Extract provided:
************
How do you cultivate a unique design for your executive programmes? What are some of the strongest programmes offered by Berkeley Executive Education?
We are recognised for co-creating our custom executive education programmes. These programmes are not “off the shelf ” – they are designed with our clients. We collaborate with our corporate, government, and university clients when building their custom programmes so that they can directly apply skills to address a new problem or opportunity of strategic significance. The design process starts with understanding the client’s goals and the programme design reflects the client’s perspective.
The executive education programmes for individuals in our open enrollment portfolio include a breadth and depth of courses across our four academic pillars: leadership and communication; strategy and management; entrepreneurship and innovation; and finance and business acumen.
Berkeley is always pioneering new offerings within these academic pillars, with programmes such as our Financial Analysis for Leaders which must adapt as the world of finance changes, as well as programmes surrounding cutting-edge topics such as our new Data Science and Blockchain programmes.
We are also continuing to offer some of our most enduring and popular programmes, such as High-Impact Leadership, Product Management, Venture Capital for Executives and the Berkeley Executive Leadership programme.
In part because our executive education programmes are focussed on lifelong learning, Berkeley offers a Certificate of Business Excellence for individuals who take at least one programme from each of our four academic pillars over a period of three years. This certificate is designed to develop leaders who are already at the top of their field, and to encourage participants to join our commitment to lifelong learning. Students always!
How do you make sure that the results will be worthwhile for participants and their organisations in terms of knowledge acquisition, career advancement, long-term profitability for business, and other measures of ROI for an executive education?
We understand that the learning journey goes beyond the days that are spent in the classroom, so our faculty work with clients to create an action plan at the end of our programmes to prompt implementation and successful execution.
We assess participant learning outcomes purposefully after programmes to review the impact of their action plan, understand what is working, and review if there are any areas for additional development. Short and longer-term assessments and outreach enable us to ascertain career movement, business impact of projects/ plans, and other client-specific measures of ROI.
What’s the most challenging when addressing the needs of your participants? How do you meet their expectations and have them better prepared upon returning to their respective workplaces?
One of the most challenging aspects of creating executive education programmes is to help clients develop a clear idea of what they want or need. We work closely with our participants at the beginning of a programme’s design process to uncover clarity of expectations and discover what success means to them.
************
Problem 1:
Answer these questions from the interview on Berkeley Executive Education, one answer per line, marked to match:
(a) What are the four academic pillars of the open enrollment portfolio?
(b) What must individuals do to receive the Certificate of Business Excellence?
(c) What do faculty create with clients at the end of the programmes?
Problem 2: Quote the stretch of the interview on Berkeley Executive Education from "Berkeley is always" through "and Blockchain programmes.".

Source data:
************
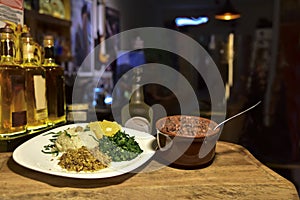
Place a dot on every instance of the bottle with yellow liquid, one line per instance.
************
Correct output 1:
(a) Leadership and communication; strategy and management; entrepreneurship and innovation; and finance and business acumen.
(b) Take at least one programme from each of the four academic pillars over a period of three years.
(c) An action plan to prompt implementation and successful execution.

Correct output 2:
Berkeley is always pioneering new offerings within these academic pillars, with programmes such as our Financial Analysis for Leaders which must adapt as the world of finance changes, as well as programmes surrounding cutting-edge topics such as our new Data Science and Blockchain programmes.